[[ Reading passage open ]]
Companies have spent many years building enterprise data warehouses and using business intelligence (BI) tools to report on the business. But predictive analytics is different. Advanced statistical, data mining, and machine learning algorithms dig deeper to find patterns that traditional BI tools may not reveal.
Many of these techniques are not new, but big data has breathed new lifeinto the possibilities because more data can mean more and better predictive models. Big data is the fuel and predictive analytics is the engine that companies need to discover, deploy, and profit from the knowledge they gain.
Forrester defines big data predictive analytics solutions as:
Software and/or hardware solutions that allow companies to discover, evaluate, optimize, and deploy predictive models by analyzing big data sources to improve business performance or mitigate risk.
Predictive analytics uses algorithms to find patterns in data that might predict similar outcomes in the future. A common example of predictive analytics is to find a model that will predict which customers are likely to churn. But this isn’t a one-time operation; companies must rerun their analysis on new data to make sure the models are still effective and to respond to changes in customer desires and competitors. Many companies analyze data weekly or even continuously.
[[ Reading passage closed ]]
About this task »
Extract the portion of the passage on predictive analytics from "Forrester defines big" up to and including "or even continuously.".
[[ Records shown open ]]
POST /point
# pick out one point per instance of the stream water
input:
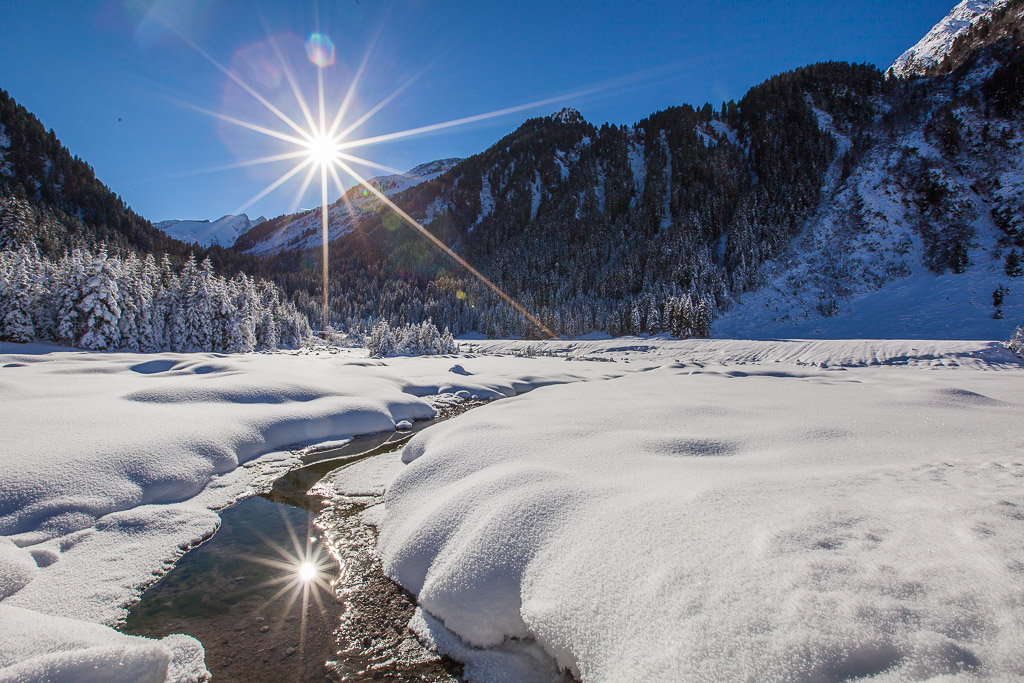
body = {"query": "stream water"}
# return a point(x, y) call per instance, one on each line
point(262, 616)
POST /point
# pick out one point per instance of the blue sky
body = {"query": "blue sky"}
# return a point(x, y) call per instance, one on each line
point(116, 82)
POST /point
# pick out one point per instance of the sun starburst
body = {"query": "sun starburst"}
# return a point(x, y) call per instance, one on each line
point(323, 147)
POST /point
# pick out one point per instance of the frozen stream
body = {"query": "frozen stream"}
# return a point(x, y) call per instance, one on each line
point(251, 615)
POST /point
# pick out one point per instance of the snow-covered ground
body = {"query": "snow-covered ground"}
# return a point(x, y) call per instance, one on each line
point(733, 509)
point(721, 521)
point(112, 464)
[[ Records shown closed ]]
Output of the task »
Forrester defines big data predictive analytics solutions as:
Software and/or hardware solutions that allow companies to discover, evaluate, optimize, and deploy predictive models by analyzing big data sources to improve business performance or mitigate risk.
Predictive analytics uses algorithms to find patterns in data that might predict similar outcomes in the future. A common example of predictive analytics is to find a model that will predict which customers are likely to churn. But this isn’t a one-time operation; companies must rerun their analysis on new data to make sure the models are still effective and to respond to changes in customer desires and competitors. Many companies analyze data weekly or even continuously.